==== The data ====

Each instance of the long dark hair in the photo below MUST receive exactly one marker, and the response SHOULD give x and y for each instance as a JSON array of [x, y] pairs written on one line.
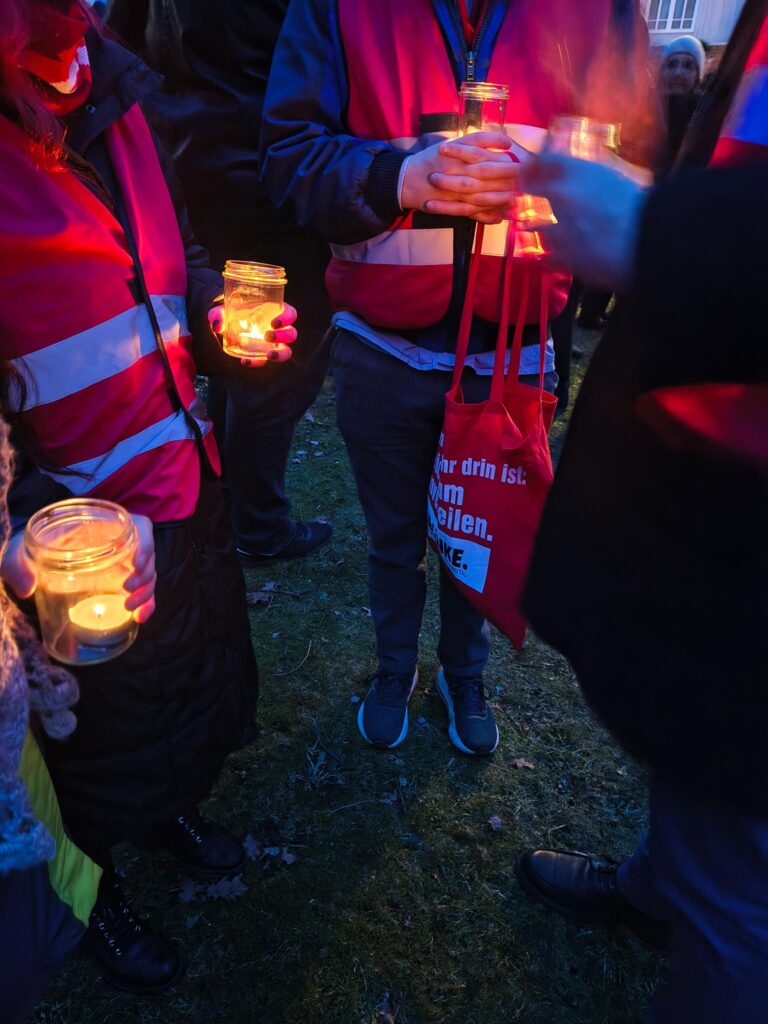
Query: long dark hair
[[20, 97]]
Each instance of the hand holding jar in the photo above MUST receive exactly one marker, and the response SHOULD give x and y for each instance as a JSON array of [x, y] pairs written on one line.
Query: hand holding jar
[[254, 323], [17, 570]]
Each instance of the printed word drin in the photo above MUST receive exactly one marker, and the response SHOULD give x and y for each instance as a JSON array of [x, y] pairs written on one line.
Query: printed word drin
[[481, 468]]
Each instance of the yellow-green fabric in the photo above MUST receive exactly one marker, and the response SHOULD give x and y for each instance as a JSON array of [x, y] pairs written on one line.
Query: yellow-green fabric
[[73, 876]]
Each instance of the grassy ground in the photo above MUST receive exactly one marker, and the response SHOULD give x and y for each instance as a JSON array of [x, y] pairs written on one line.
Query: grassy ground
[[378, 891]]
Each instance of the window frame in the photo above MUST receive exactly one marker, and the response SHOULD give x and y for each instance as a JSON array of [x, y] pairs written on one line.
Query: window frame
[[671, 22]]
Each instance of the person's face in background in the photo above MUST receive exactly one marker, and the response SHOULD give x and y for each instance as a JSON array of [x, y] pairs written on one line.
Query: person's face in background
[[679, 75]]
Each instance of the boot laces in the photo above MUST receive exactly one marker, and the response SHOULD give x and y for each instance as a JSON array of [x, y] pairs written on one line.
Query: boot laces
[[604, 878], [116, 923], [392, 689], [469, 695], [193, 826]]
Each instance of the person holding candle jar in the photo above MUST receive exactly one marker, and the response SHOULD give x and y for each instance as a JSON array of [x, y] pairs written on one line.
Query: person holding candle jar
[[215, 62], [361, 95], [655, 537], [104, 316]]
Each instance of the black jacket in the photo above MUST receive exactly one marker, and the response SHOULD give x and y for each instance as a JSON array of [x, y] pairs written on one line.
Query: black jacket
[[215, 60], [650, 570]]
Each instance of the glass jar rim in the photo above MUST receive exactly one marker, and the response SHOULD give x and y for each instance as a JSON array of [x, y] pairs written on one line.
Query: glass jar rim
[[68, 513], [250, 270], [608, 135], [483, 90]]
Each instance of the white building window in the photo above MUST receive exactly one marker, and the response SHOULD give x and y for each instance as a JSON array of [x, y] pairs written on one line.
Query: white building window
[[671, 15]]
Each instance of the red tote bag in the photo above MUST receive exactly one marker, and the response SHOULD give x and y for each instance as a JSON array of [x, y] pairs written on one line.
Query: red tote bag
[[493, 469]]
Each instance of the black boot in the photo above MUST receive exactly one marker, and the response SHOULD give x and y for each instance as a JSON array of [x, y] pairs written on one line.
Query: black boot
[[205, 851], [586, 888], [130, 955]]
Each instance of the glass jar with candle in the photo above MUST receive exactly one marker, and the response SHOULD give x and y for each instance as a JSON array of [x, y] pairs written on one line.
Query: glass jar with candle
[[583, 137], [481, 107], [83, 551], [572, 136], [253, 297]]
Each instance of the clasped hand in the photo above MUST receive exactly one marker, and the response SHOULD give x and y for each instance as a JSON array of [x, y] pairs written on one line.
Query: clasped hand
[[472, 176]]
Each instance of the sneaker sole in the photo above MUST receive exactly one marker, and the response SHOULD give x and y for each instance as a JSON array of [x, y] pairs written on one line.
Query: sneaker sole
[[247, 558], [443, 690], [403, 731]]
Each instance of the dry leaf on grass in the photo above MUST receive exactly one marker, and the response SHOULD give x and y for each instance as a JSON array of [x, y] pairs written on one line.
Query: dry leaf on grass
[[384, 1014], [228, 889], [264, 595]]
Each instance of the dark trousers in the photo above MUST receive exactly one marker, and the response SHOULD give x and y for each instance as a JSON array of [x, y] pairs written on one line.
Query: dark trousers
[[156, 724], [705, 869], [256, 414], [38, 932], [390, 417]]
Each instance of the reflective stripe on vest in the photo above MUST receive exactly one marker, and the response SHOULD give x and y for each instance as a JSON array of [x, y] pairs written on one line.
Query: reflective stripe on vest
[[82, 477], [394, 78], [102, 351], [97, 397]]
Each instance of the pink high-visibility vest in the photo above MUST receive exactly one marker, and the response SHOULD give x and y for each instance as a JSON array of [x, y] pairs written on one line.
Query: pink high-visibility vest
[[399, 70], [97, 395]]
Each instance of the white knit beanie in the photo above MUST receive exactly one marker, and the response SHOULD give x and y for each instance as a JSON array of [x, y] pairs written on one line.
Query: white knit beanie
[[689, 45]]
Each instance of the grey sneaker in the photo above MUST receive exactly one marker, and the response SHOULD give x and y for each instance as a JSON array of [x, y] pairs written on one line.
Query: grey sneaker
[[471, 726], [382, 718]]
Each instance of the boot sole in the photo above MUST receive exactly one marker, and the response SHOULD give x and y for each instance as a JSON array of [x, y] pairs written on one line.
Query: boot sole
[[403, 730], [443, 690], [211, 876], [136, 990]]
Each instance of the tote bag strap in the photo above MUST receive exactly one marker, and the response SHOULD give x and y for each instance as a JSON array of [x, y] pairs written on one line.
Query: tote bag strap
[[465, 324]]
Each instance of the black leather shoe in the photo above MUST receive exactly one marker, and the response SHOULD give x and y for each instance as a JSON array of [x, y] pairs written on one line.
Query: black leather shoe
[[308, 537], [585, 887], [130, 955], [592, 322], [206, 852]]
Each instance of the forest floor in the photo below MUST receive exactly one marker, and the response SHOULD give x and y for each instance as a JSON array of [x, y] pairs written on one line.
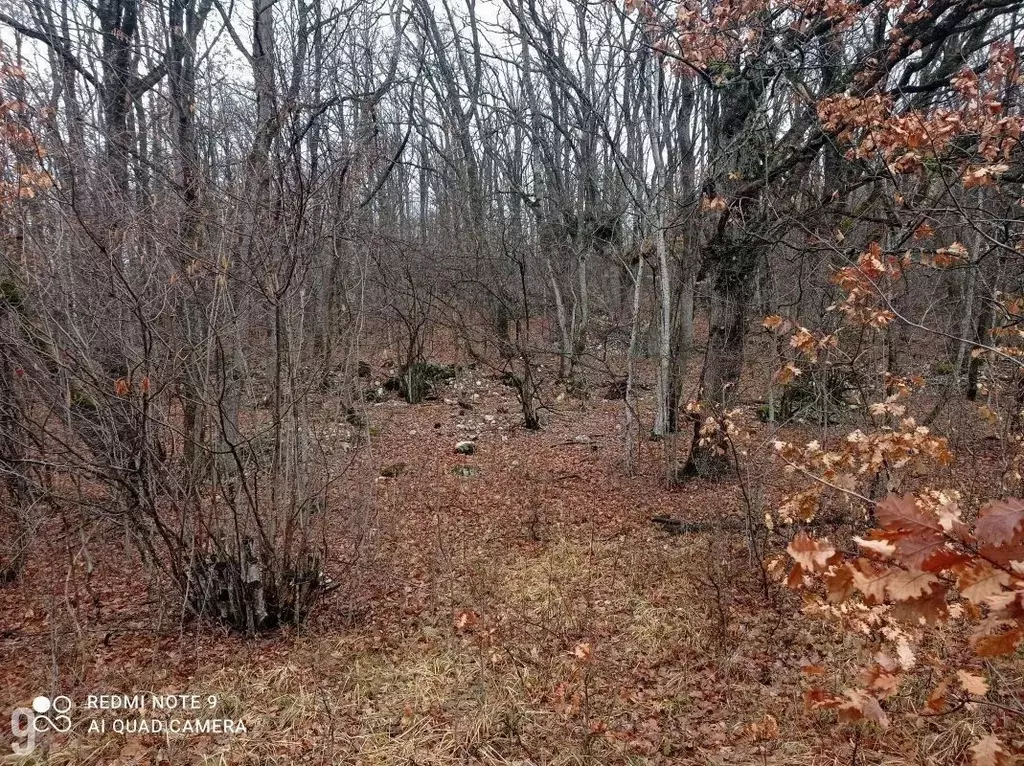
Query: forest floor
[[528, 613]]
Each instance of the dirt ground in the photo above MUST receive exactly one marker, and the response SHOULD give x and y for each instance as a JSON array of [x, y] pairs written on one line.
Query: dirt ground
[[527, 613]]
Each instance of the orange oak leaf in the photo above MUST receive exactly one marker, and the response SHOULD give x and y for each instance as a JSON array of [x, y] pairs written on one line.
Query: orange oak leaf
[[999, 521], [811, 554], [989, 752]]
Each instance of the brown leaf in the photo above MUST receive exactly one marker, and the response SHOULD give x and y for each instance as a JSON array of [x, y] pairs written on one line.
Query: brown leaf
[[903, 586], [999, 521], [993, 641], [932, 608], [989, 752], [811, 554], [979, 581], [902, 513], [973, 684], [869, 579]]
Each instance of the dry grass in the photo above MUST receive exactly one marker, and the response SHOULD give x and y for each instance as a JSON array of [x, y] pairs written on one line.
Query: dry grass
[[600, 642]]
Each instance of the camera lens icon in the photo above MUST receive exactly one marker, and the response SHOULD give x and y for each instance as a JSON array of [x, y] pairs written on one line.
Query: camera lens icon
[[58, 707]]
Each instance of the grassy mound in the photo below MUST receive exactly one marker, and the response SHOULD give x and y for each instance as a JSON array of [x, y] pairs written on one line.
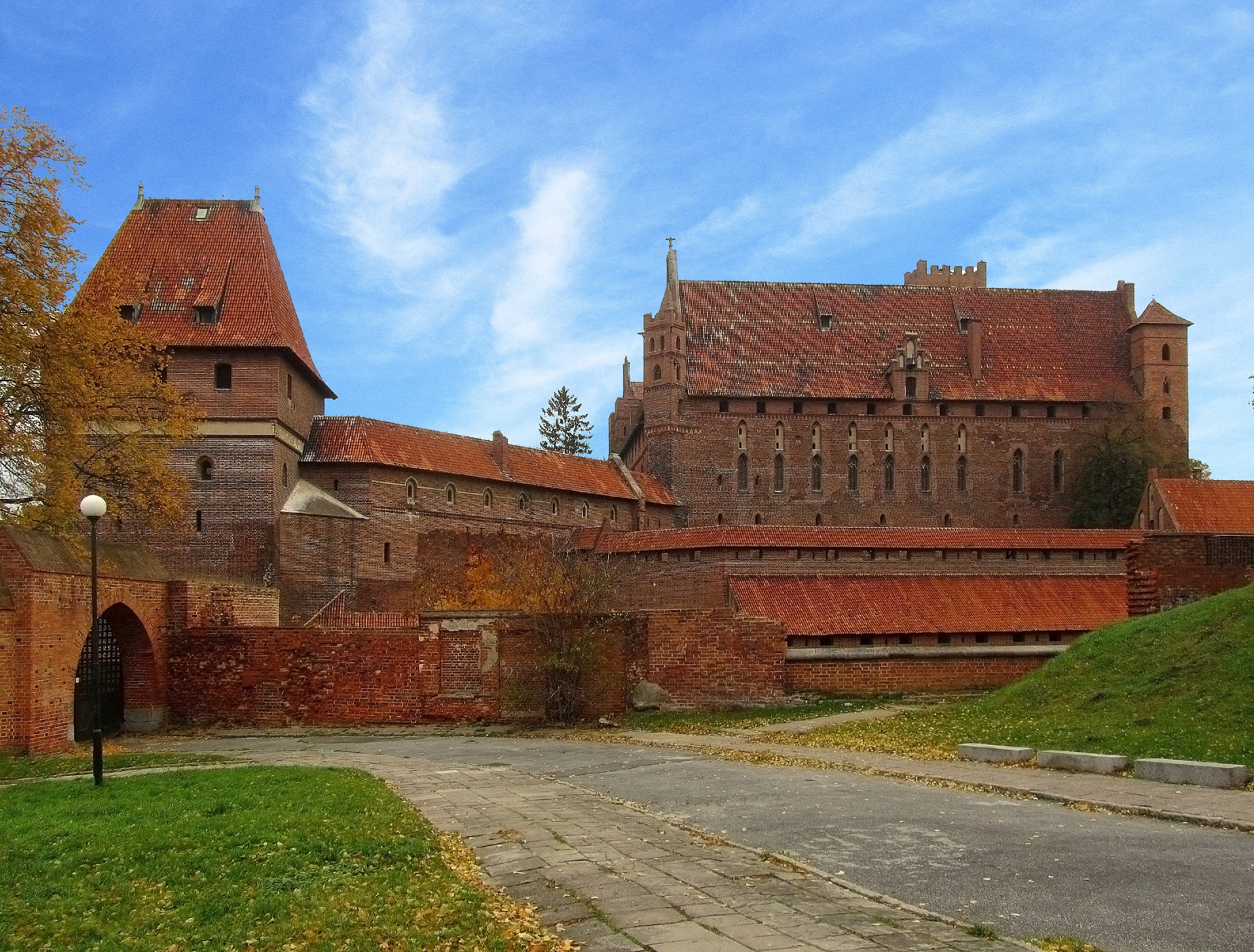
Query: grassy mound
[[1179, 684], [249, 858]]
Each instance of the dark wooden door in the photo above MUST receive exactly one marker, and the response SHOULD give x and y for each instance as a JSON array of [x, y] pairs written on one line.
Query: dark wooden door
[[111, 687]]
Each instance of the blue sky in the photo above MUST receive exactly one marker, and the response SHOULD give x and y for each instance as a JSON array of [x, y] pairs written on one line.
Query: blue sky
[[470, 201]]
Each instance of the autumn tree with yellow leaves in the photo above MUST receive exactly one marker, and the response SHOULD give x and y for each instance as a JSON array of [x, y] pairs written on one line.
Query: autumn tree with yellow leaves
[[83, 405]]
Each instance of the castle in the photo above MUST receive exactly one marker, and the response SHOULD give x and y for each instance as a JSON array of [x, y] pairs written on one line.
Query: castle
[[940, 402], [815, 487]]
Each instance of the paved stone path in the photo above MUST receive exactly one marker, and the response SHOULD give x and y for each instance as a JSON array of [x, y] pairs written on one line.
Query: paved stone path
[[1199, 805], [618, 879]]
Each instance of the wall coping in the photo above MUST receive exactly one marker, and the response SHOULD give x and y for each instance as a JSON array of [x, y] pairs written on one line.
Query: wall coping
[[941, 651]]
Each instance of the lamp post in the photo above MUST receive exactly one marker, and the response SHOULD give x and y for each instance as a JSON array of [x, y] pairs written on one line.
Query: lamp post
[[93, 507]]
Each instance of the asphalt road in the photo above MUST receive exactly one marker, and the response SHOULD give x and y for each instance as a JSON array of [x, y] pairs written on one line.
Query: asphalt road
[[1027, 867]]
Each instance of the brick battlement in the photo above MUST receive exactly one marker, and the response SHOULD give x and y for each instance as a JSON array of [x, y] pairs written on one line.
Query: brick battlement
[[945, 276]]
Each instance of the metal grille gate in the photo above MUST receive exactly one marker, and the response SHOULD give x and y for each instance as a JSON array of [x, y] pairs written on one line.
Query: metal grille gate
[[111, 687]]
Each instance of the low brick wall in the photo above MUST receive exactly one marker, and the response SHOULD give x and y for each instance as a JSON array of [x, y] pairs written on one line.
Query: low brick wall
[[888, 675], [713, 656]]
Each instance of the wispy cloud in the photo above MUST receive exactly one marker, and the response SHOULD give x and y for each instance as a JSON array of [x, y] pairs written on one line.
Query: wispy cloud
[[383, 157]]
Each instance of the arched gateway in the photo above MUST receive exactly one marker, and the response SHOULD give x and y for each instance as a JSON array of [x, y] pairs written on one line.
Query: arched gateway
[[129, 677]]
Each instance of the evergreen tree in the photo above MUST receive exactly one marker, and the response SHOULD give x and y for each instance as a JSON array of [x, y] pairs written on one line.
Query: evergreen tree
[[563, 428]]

====

**What is needed:**
Among the records above, which lines hold the word "below"? Copy each one.

**Worked solution:**
Each instance of the long dark hair in the photo below MUST receive exactly one marker, and the response SHOULD give x and y for each instance as a JSON array of [x, y] pairs written on one line.
Each instance of the forest floor in the photo below MUST receive exactly one marker, and the response SHOULD give x and y for each instance as a JSON array of [x, y] pairs written on one line.
Each instance of the grassy mound in the photo below MUST receive exactly one marker, and the response SHOULD give x and y for each instance as a JSON array of [x, y] pairs written on one line.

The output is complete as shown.